**Referring expression pointing data**

= Beginning of Section =

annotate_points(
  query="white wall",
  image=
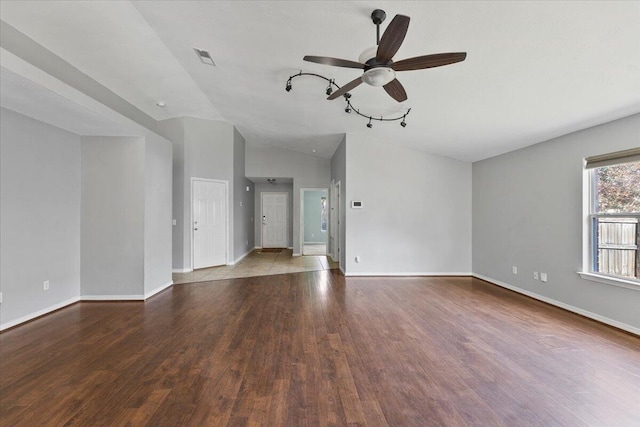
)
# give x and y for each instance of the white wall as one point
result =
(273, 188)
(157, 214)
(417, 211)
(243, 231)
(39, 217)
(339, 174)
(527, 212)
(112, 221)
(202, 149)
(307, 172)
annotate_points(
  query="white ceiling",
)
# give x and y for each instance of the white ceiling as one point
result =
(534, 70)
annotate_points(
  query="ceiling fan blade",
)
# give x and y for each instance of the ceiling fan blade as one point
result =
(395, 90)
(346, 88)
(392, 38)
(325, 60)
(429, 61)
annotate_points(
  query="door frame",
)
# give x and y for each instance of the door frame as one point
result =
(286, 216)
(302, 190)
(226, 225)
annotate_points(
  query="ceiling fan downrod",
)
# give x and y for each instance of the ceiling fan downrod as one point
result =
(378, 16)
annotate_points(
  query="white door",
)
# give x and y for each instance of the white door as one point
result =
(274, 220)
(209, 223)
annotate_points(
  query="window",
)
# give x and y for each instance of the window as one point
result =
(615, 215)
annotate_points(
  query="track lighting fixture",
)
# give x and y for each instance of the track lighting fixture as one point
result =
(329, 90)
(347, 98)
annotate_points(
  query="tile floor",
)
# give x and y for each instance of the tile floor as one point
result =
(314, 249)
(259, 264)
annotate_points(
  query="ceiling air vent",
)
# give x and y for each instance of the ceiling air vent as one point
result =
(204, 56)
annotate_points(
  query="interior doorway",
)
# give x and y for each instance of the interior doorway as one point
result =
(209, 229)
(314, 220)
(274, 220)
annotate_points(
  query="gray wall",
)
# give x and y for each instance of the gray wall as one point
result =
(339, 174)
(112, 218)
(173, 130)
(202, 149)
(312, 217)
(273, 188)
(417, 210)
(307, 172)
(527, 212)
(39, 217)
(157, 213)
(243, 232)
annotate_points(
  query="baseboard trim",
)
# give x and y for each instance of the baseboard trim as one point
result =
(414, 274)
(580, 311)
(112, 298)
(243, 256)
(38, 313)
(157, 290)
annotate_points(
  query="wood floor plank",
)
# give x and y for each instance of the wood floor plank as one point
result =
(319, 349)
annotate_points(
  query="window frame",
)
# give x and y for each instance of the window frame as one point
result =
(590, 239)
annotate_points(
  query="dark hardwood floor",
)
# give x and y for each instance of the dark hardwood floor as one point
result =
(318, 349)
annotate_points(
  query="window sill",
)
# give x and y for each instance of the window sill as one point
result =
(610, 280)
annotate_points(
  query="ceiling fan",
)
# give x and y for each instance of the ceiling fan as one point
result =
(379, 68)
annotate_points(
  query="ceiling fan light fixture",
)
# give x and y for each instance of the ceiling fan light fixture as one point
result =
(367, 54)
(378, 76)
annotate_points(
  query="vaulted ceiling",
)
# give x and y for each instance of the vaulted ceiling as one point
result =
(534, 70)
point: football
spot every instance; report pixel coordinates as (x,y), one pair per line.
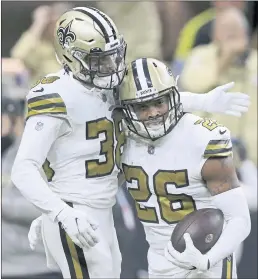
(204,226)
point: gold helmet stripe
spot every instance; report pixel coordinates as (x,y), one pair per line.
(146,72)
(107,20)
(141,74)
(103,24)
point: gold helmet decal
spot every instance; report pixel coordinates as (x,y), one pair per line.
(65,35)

= End of Section =

**Exercise description**
Type out the data above once more, exactly, with no images included.

**Solution to this exercise**
annotate_points(
  query="white wall",
  image=
)
# give x and y for each instance of the white wall as one point
result =
(273, 188)
(157, 214)
(417, 211)
(243, 231)
(39, 217)
(339, 174)
(527, 212)
(112, 221)
(202, 149)
(307, 172)
annotate_points(
  query="white ceiling",
)
# give x and y for each instance of the white ceiling as one point
result =
(534, 70)
annotate_points(
  query="ceiling fan blade",
)
# give x and y for each instance of the ceiling fan blade as one point
result =
(395, 90)
(346, 88)
(392, 38)
(325, 60)
(429, 61)
annotate_points(
  query="door frame",
)
# give x and y for each instance of the door frame as one point
result =
(286, 216)
(302, 190)
(226, 225)
annotate_points(
  query="ceiling fan downrod",
)
# give x and y for each instance of the ceiling fan downrod as one point
result =
(378, 16)
annotate_points(
  query="white door",
)
# give x and y for each instance of the white door as one point
result =
(274, 220)
(209, 223)
annotate_points(
  query="window",
)
# give x and y for each instance of the window as one point
result =
(615, 215)
annotate_points(
  query="track lighting fixture",
)
# give x and y for each instance of the track lighting fixture as one point
result =
(329, 90)
(347, 98)
annotate_points(
  query="tile floor",
)
# give x and y for each instance of the tile floor as one point
result =
(314, 249)
(259, 264)
annotate_points(
  query="ceiling air vent",
)
# give x and y for each instance of the ceiling air vent as one point
result =
(204, 56)
annotate_points(
  query="interior doorway",
)
# give x and y for each instance of the interior doorway as one point
result =
(209, 229)
(314, 220)
(274, 220)
annotate_points(
  query="gray wall",
)
# give x and y for each instance of the gray wall as one point
result =
(339, 174)
(112, 218)
(173, 130)
(202, 149)
(312, 217)
(273, 188)
(417, 210)
(307, 172)
(527, 212)
(39, 217)
(157, 213)
(243, 232)
annotate_points(
  query="baseboard trim",
)
# give x and y for each instance of the baseboard trim as one point
result =
(414, 274)
(580, 311)
(112, 298)
(243, 256)
(38, 313)
(157, 290)
annotate_points(
  query="wood floor plank",
)
# give x and y for each instance of the wood floor plank as one point
result =
(319, 349)
annotate_points(
  query="window frame",
)
# give x and y for each instance of the window frame as one point
result =
(590, 239)
annotate_points(
  query="dark hardwood floor",
)
# give x and y for each instance of the dark hardwood floor as one point
result =
(318, 349)
annotate_points(
  query="window sill",
)
# give x and y for each instance of the window sill as one point
result =
(610, 280)
annotate_points(
  query="ceiling fan",
)
# give x and y for each instance of the ceiling fan as one point
result =
(379, 68)
annotate_points(
  query="ceiling fan light fixture",
)
# give x and y for each instance of the ceiling fan light fixture as one point
result =
(367, 54)
(378, 76)
annotate_points(
  query="vaulted ceiling",
)
# give x and y for each instance of the vaulted ceiling as one point
result =
(534, 70)
point: football
spot every instance; report pixel coordinates as (x,y), one pair per line.
(204,226)
point: gold helmet stripe
spot every instance; report pixel coordinates as (x,y), one pair per line.
(146,72)
(107,20)
(141,74)
(103,24)
point: gold helmet decal
spot every instance; report pixel coordinates as (x,y), one pair per line.
(65,35)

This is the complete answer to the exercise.